> QUOTED PASSAGE:
Guzzardi column: A rare display of nonpartisanship on immigration
In what has become an annual display of businesses’ addiction to cheap labor, commerce leaders are lobbying the acting Department of Homeland Security Secretary, Chad Wolf, to increase the H-2–visa cap. The H-2–is a seasonal, temporary, nonagricultural visa with a current 66,000 cap, and is frequently used in landscaping, hospitality and construction industries – blue-collar jobs where wages have been stagnant for years. Last year, the cap was increased by 30,000 visas.
Adding foreign-born workers to an economy that President Trump touts as the greatest in America’s history would be counter-productive and hurtful to middle-class U.S. workers who are just starting to benefit from a tight labor market. A record-high 158.8 million Americans are currently employed.
The H-2–visa has a long history of being used by employers to pass over qualified Americans and, under the false labor shortage narrative, hire instead cheap, pliant foreign-born labor. A U.S. Government Accountability Office report confirmed that multiple employers in numerous states violated wage, housing and documentation standards among H-2–workers. And a Buzz Feed News expose based on Labor Department statistics and titled “All You Americans Are Fired” found that “many businesses go to extraordinary lengths to skirt the law, deliberately denying jobs to American workers so they can hire foreign workers… .”
Last week, the Congressional Budget Office reported that mass immigration, which the U.S. has experienced for decades, adversely affects the wages of Americans who compete directly with new immigrants for employment. Expansionists argue that immigration grows the economy, a half-truth. More people mean a bigger economy, but per capita income suffers.
From the CBO: “And there are many new immigrant workers to compete with. Immigrants account for about half of all newcomers to the workforce each year.” The CBO concluded that wages are negatively affected in whatever category in which American workers must compete in a labor market artificially inflated by mass immigration.
The degree to which Americans have suffered because of a surfeit of immigrant labor is eye-opening. Census Bureau data from the first quarter of 2019 show that 5 million adult immigrants without a bachelor’s degree have been allowed to settle in the country just since 2010. As a result, wages have stagnated or declined for the less educated. Since 2000, the bottom quarter of earners saw just a 4.3 percent real-wage increase – equivalent to an annual raise of just 0.2 percent. An immigrant labor overage most adversely affects teenagers, U.S.-born blacks and other minorities.
Despite pleas from big business that H-2–visa hikes are necessary to offset an acute labor shortage, and even avoid bankruptcy, numerous nonpartisan studies find no evidence of scarcity. Among other respected bipartisan organizations, the Economic Policy Institute, a liberal, pro-immigration, Washington, D.C.-based research firm found “no evidence at all of labor shortages in the labor market.”

[Saved data entries]
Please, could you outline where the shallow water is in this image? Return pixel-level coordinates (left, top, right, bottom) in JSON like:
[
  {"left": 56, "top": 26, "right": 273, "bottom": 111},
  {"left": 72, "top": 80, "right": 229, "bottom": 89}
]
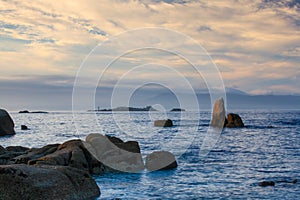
[{"left": 0, "top": 110, "right": 300, "bottom": 199}]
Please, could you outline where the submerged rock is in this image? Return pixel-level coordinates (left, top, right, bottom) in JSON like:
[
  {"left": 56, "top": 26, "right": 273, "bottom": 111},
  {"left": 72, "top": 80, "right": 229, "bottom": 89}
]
[
  {"left": 0, "top": 109, "right": 16, "bottom": 136},
  {"left": 0, "top": 164, "right": 100, "bottom": 200},
  {"left": 258, "top": 181, "right": 275, "bottom": 187},
  {"left": 210, "top": 98, "right": 226, "bottom": 128},
  {"left": 21, "top": 125, "right": 29, "bottom": 130},
  {"left": 145, "top": 151, "right": 178, "bottom": 171},
  {"left": 154, "top": 119, "right": 173, "bottom": 127},
  {"left": 19, "top": 110, "right": 30, "bottom": 113},
  {"left": 224, "top": 113, "right": 244, "bottom": 128},
  {"left": 84, "top": 134, "right": 144, "bottom": 173}
]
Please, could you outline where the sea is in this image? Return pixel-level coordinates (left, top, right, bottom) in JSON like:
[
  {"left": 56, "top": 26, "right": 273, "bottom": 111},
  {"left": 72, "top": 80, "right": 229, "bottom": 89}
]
[{"left": 0, "top": 109, "right": 300, "bottom": 199}]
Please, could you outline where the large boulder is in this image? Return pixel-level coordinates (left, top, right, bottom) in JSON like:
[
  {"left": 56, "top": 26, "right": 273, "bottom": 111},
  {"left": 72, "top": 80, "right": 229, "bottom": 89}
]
[
  {"left": 0, "top": 109, "right": 16, "bottom": 136},
  {"left": 84, "top": 134, "right": 144, "bottom": 173},
  {"left": 224, "top": 113, "right": 244, "bottom": 128},
  {"left": 145, "top": 151, "right": 177, "bottom": 171},
  {"left": 0, "top": 164, "right": 100, "bottom": 200},
  {"left": 210, "top": 98, "right": 226, "bottom": 128},
  {"left": 154, "top": 119, "right": 173, "bottom": 127},
  {"left": 26, "top": 140, "right": 104, "bottom": 174}
]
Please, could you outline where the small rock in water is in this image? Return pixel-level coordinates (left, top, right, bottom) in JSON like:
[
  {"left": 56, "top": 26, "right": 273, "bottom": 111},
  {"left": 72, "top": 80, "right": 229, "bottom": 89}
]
[
  {"left": 19, "top": 110, "right": 30, "bottom": 113},
  {"left": 258, "top": 181, "right": 275, "bottom": 187},
  {"left": 210, "top": 98, "right": 226, "bottom": 128},
  {"left": 154, "top": 119, "right": 173, "bottom": 127},
  {"left": 21, "top": 125, "right": 29, "bottom": 130},
  {"left": 146, "top": 151, "right": 178, "bottom": 171},
  {"left": 224, "top": 113, "right": 244, "bottom": 128},
  {"left": 0, "top": 109, "right": 16, "bottom": 136}
]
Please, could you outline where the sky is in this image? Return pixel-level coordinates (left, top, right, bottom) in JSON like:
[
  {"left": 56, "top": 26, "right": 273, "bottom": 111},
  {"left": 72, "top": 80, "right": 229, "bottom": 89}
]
[{"left": 0, "top": 0, "right": 300, "bottom": 110}]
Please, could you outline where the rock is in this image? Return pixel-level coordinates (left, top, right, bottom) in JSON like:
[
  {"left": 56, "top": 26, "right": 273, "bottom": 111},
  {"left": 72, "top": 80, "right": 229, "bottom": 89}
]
[
  {"left": 5, "top": 146, "right": 30, "bottom": 153},
  {"left": 0, "top": 164, "right": 100, "bottom": 200},
  {"left": 154, "top": 119, "right": 173, "bottom": 127},
  {"left": 19, "top": 110, "right": 30, "bottom": 113},
  {"left": 28, "top": 140, "right": 104, "bottom": 174},
  {"left": 105, "top": 135, "right": 124, "bottom": 144},
  {"left": 170, "top": 108, "right": 185, "bottom": 112},
  {"left": 21, "top": 125, "right": 29, "bottom": 130},
  {"left": 210, "top": 98, "right": 226, "bottom": 128},
  {"left": 0, "top": 145, "right": 6, "bottom": 155},
  {"left": 0, "top": 146, "right": 28, "bottom": 165},
  {"left": 225, "top": 113, "right": 244, "bottom": 128},
  {"left": 146, "top": 151, "right": 177, "bottom": 171},
  {"left": 11, "top": 144, "right": 59, "bottom": 164},
  {"left": 85, "top": 134, "right": 144, "bottom": 172},
  {"left": 0, "top": 109, "right": 16, "bottom": 136},
  {"left": 258, "top": 181, "right": 275, "bottom": 187}
]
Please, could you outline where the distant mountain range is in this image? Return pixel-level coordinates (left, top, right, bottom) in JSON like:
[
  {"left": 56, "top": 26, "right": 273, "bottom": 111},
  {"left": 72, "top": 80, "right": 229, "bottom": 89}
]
[{"left": 96, "top": 88, "right": 300, "bottom": 110}]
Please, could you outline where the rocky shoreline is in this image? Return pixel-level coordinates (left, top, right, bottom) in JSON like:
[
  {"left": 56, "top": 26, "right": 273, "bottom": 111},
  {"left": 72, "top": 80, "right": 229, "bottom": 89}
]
[{"left": 0, "top": 134, "right": 177, "bottom": 200}]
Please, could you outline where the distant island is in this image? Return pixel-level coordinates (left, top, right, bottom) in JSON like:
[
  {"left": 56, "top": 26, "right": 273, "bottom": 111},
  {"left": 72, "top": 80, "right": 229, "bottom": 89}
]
[
  {"left": 19, "top": 110, "right": 48, "bottom": 114},
  {"left": 88, "top": 106, "right": 158, "bottom": 112},
  {"left": 170, "top": 108, "right": 185, "bottom": 112}
]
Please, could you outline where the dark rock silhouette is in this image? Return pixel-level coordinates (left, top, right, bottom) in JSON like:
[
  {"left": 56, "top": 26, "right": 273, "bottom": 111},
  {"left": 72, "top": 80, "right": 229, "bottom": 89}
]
[
  {"left": 19, "top": 110, "right": 48, "bottom": 114},
  {"left": 19, "top": 110, "right": 30, "bottom": 113},
  {"left": 258, "top": 181, "right": 275, "bottom": 187},
  {"left": 84, "top": 134, "right": 144, "bottom": 172},
  {"left": 224, "top": 113, "right": 244, "bottom": 128},
  {"left": 210, "top": 98, "right": 226, "bottom": 129},
  {"left": 0, "top": 109, "right": 16, "bottom": 136},
  {"left": 0, "top": 164, "right": 100, "bottom": 200},
  {"left": 154, "top": 119, "right": 173, "bottom": 127},
  {"left": 145, "top": 151, "right": 177, "bottom": 171},
  {"left": 26, "top": 140, "right": 104, "bottom": 174},
  {"left": 170, "top": 108, "right": 185, "bottom": 112}
]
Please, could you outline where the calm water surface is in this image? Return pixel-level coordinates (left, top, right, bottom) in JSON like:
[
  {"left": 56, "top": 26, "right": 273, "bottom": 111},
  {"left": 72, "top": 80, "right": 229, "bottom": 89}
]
[{"left": 0, "top": 110, "right": 300, "bottom": 199}]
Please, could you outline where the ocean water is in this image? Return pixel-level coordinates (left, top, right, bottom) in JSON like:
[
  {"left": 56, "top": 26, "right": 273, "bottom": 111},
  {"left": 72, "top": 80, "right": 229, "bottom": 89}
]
[{"left": 0, "top": 110, "right": 300, "bottom": 199}]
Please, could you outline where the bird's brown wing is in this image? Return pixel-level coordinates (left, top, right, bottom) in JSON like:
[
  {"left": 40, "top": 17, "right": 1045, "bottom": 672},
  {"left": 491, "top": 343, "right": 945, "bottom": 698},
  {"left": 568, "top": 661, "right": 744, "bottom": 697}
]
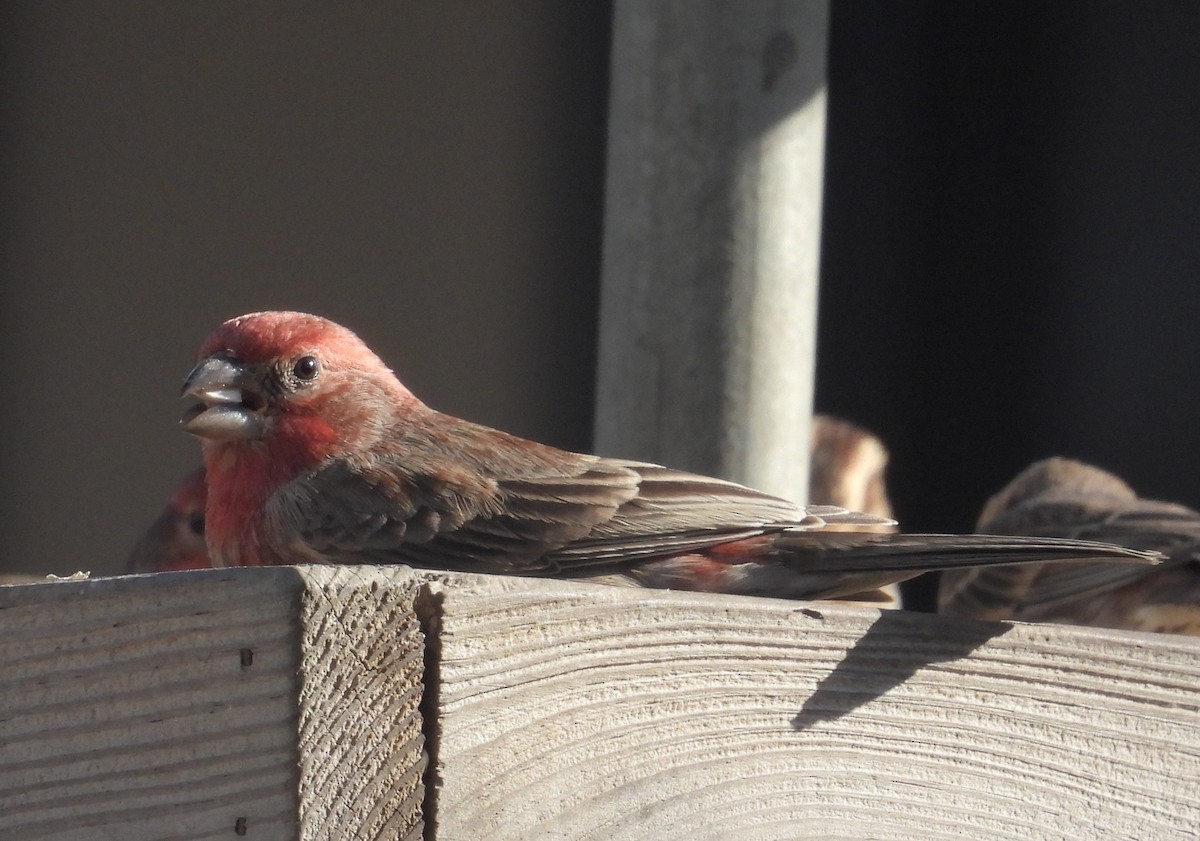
[
  {"left": 938, "top": 493, "right": 1200, "bottom": 619},
  {"left": 268, "top": 435, "right": 864, "bottom": 575}
]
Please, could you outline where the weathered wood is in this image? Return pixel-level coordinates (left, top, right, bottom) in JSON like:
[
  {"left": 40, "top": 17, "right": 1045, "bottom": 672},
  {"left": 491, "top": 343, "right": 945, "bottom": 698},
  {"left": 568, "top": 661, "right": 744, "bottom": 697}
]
[
  {"left": 595, "top": 0, "right": 829, "bottom": 501},
  {"left": 0, "top": 567, "right": 424, "bottom": 841},
  {"left": 424, "top": 578, "right": 1200, "bottom": 841},
  {"left": 0, "top": 567, "right": 1200, "bottom": 841}
]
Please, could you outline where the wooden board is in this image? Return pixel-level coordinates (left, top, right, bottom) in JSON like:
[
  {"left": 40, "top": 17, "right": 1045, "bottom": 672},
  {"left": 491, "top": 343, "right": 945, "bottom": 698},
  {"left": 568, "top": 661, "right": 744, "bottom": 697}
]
[
  {"left": 424, "top": 578, "right": 1200, "bottom": 841},
  {"left": 0, "top": 567, "right": 1200, "bottom": 841},
  {"left": 0, "top": 567, "right": 422, "bottom": 841}
]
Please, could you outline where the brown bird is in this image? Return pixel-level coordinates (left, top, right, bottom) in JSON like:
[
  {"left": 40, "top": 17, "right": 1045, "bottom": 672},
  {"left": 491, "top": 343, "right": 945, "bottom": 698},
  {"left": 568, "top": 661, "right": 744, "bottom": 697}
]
[
  {"left": 938, "top": 458, "right": 1200, "bottom": 635},
  {"left": 809, "top": 415, "right": 895, "bottom": 531},
  {"left": 809, "top": 415, "right": 900, "bottom": 608},
  {"left": 125, "top": 468, "right": 212, "bottom": 572},
  {"left": 181, "top": 312, "right": 1157, "bottom": 599}
]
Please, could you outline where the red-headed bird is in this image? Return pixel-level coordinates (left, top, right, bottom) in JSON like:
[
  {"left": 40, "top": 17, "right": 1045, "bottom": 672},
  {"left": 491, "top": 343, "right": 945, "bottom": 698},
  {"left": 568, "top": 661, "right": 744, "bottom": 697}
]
[
  {"left": 125, "top": 468, "right": 212, "bottom": 572},
  {"left": 181, "top": 312, "right": 1156, "bottom": 599}
]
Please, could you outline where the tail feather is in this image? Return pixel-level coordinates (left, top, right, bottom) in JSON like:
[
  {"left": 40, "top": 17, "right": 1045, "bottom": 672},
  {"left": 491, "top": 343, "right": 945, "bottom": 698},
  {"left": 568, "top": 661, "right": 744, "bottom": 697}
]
[{"left": 774, "top": 531, "right": 1164, "bottom": 572}]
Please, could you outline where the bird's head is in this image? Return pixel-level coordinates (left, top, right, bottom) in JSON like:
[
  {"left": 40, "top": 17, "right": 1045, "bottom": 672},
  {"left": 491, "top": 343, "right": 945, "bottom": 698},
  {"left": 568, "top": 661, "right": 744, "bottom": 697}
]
[{"left": 180, "top": 312, "right": 419, "bottom": 457}]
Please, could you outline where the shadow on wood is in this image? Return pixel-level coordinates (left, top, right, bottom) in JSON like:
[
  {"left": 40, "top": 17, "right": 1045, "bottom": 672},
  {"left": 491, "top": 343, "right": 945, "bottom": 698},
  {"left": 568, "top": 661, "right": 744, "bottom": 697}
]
[{"left": 0, "top": 567, "right": 1200, "bottom": 841}]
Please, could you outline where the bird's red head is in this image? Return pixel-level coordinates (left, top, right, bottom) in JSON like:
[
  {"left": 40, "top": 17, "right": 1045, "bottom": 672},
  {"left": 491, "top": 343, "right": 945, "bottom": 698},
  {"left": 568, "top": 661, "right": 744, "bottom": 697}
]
[
  {"left": 182, "top": 312, "right": 416, "bottom": 455},
  {"left": 181, "top": 312, "right": 424, "bottom": 563}
]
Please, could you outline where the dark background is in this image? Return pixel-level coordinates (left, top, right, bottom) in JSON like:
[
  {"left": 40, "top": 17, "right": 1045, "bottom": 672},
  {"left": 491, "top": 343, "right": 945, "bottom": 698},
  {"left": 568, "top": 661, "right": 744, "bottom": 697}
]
[{"left": 0, "top": 0, "right": 1200, "bottom": 587}]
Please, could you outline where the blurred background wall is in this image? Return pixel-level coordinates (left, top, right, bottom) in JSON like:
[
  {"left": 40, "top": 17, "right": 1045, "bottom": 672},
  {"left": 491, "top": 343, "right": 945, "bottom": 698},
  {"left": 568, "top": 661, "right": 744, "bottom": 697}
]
[{"left": 0, "top": 0, "right": 1200, "bottom": 583}]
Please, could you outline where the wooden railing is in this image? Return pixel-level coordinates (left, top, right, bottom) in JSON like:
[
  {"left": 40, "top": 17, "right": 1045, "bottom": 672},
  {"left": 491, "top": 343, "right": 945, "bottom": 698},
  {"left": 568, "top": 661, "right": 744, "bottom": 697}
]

> WHAT TO DO: According to the immigration column, how many Americans are currently employed?

> WRITTEN SOLUTION: A record-high 158.8 million Americans are currently employed.